Task list:
(a) For each statement below, say yes or no to whether it agrees with the Minnesota corrections text, and quote the deciding words from the text. (i) The Red Wing facility was built in 1889. (ii) MINNCOR was created in 2003. (iii) MCF-Togo now serves only adult males.
(b) Write out the part of the Minnesota corrections text that opens with the words "Prison industries in" and closes with "into post-release employment.", swapping "twine" for "rope".

Document section:

Licensed by Minnesota Department of Corrections
| Facility | Pop. type | No. of beds |
|---|---|---|
| Clay County Correctional Facility | Male and Female | 220 |

==Juvenile services==
The department operates juvenile correctional facilities.

Minnesota Correctional Facility – Red Wing in Red Wing serves delinquent boys. It was built in 1889. Minnesota Correctional Facility – Togo in northern Itasca County no longer serves delinquent boys and girls. The Togo facility opened in 1955 as Youth Conservation Commission (YCC). For years it was known as Thistledew Camp. In 2006 the facility's name changed to MCF-Togo, and the Thistledew designation is used to refer to the juvenile programs. Now MCF-TOGO only serves adult males as a CIP program

==Programs==

===MINNCOR===

Prison industries in Minnesota date back to the production of twine at Stillwater Prison in the 1870s. MINNCOR was created in 1994 to consolidate work from multiple sites and to centralize management functions. Statutes require MINNCOR to be financially self-sufficient, a status it has maintained since 2003. MINNCOR produces goods in its own facilities for sale to public-sector customers and also contracts to provide labor to private-sector businesses. While remaining part of the department and subject to its policies, MINNCOR is structured like a private business and headed by a chief executive officer (CEO). Within MINNCOR, since 2007 the EMPLOY program has supported recruitment of incarcerated individuals into post-release employment.

Saved dataset lines:

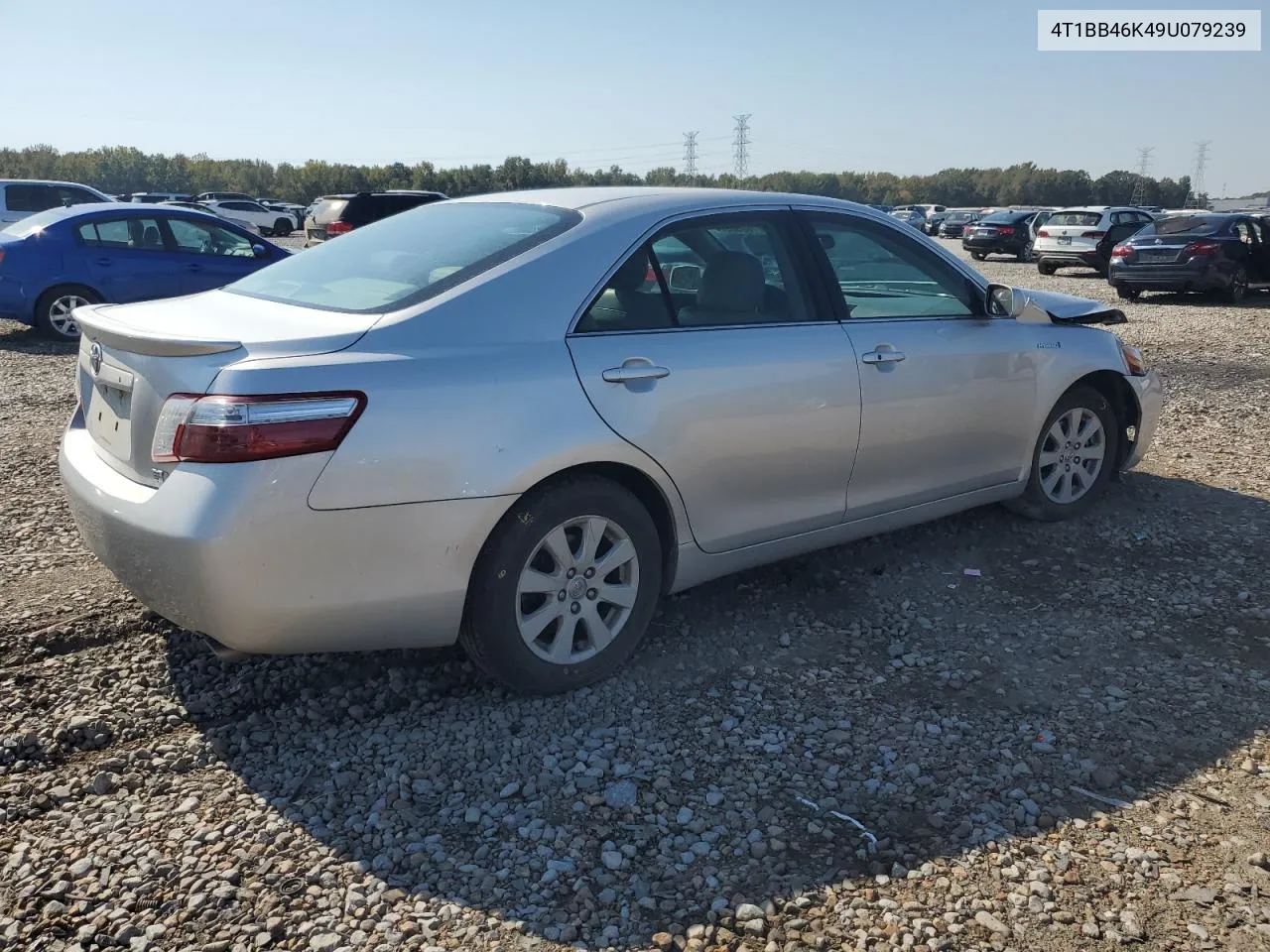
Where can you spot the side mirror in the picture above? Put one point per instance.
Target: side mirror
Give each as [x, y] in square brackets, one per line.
[1003, 302]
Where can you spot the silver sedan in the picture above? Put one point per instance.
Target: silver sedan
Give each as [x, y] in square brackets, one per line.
[518, 420]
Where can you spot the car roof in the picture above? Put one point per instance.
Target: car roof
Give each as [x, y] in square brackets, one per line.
[622, 200]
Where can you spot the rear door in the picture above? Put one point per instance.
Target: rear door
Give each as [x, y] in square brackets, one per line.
[948, 394]
[743, 390]
[127, 259]
[208, 255]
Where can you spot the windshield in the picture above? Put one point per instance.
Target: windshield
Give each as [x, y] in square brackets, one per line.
[1183, 225]
[408, 258]
[1080, 218]
[35, 222]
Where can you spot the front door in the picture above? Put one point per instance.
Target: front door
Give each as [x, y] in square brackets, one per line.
[209, 255]
[126, 259]
[948, 394]
[742, 389]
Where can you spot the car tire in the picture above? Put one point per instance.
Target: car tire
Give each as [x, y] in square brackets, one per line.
[1238, 287]
[1055, 490]
[516, 617]
[54, 308]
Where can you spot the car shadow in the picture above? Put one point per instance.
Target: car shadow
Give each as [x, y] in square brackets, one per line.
[966, 680]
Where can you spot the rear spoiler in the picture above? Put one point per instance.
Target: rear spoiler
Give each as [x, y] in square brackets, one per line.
[118, 335]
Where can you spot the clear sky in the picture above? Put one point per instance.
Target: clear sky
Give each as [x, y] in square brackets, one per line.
[897, 85]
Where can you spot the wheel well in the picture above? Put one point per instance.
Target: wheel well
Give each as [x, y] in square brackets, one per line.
[649, 495]
[1124, 405]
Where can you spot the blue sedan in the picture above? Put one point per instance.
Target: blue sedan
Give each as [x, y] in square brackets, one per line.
[62, 259]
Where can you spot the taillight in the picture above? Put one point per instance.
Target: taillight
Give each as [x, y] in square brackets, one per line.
[235, 429]
[1201, 249]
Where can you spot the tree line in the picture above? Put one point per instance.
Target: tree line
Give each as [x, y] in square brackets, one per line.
[121, 169]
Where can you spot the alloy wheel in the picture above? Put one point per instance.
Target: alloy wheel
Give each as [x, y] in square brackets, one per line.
[1071, 456]
[62, 315]
[576, 589]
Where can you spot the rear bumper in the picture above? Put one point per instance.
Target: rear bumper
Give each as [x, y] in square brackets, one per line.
[235, 552]
[1151, 399]
[1167, 277]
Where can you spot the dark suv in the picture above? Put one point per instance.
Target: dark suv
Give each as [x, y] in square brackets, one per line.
[335, 214]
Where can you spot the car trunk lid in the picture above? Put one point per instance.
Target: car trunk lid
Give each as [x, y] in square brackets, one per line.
[134, 357]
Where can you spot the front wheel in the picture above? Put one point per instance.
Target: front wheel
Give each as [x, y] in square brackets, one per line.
[55, 311]
[566, 587]
[1074, 458]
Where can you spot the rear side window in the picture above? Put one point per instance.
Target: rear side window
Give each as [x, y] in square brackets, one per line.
[408, 258]
[31, 198]
[329, 209]
[1076, 218]
[137, 234]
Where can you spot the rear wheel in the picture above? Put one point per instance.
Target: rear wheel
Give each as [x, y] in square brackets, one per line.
[1074, 458]
[566, 587]
[1238, 286]
[55, 307]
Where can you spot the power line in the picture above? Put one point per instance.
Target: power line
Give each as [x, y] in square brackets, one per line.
[1139, 186]
[1193, 198]
[740, 143]
[690, 154]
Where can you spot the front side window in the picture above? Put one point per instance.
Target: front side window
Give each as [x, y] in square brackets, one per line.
[407, 258]
[134, 234]
[207, 239]
[883, 275]
[714, 272]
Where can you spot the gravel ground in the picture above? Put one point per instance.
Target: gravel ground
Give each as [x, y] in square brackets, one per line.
[1067, 752]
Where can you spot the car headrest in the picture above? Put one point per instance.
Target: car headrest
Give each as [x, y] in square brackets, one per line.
[731, 281]
[631, 275]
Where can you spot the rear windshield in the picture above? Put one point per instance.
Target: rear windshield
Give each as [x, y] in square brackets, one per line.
[408, 258]
[35, 222]
[1080, 218]
[1183, 225]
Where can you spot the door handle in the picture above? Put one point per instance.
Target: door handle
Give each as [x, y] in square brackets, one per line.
[629, 372]
[883, 357]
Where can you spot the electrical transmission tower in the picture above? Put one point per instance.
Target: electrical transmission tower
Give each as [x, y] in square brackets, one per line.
[690, 155]
[740, 145]
[1139, 186]
[1193, 198]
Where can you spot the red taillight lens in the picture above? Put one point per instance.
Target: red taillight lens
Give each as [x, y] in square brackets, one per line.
[1201, 249]
[235, 429]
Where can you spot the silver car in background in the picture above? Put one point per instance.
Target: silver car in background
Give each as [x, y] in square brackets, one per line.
[497, 420]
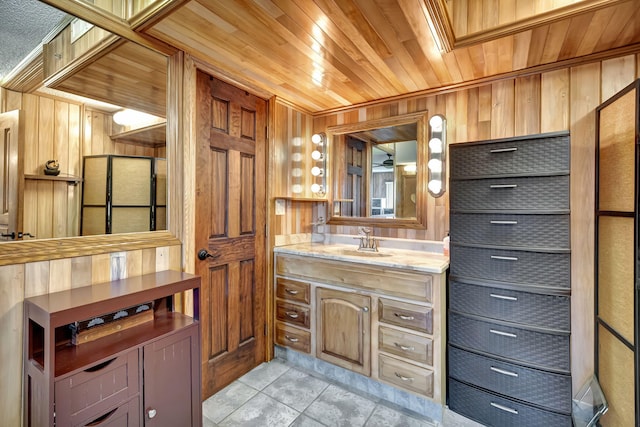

Task solutions:
(a)
(i) Yes: "It was built in 1889."
(ii) No: "MINNCOR was created in 1994"
(iii) Yes: "Now MCF-TOGO only serves adult males as a CIP program"

(b)
Prison industries in Minnesota date back to the production of rope at Stillwater Prison in the 1870s. MINNCOR was created in 1994 to consolidate work from multiple sites and to centralize management functions. Statutes require MINNCOR to be financially self-sufficient, a status it has maintained since 2003. MINNCOR produces goods in its own facilities for sale to public-sector customers and also contracts to provide labor to private-sector businesses. While remaining part of the department and subject to its policies, MINNCOR is structured like a private business and headed by a chief executive officer (CEO). Within MINNCOR, since 2007 the EMPLOY program has supported recruitment of incarcerated individuals into post-release employment.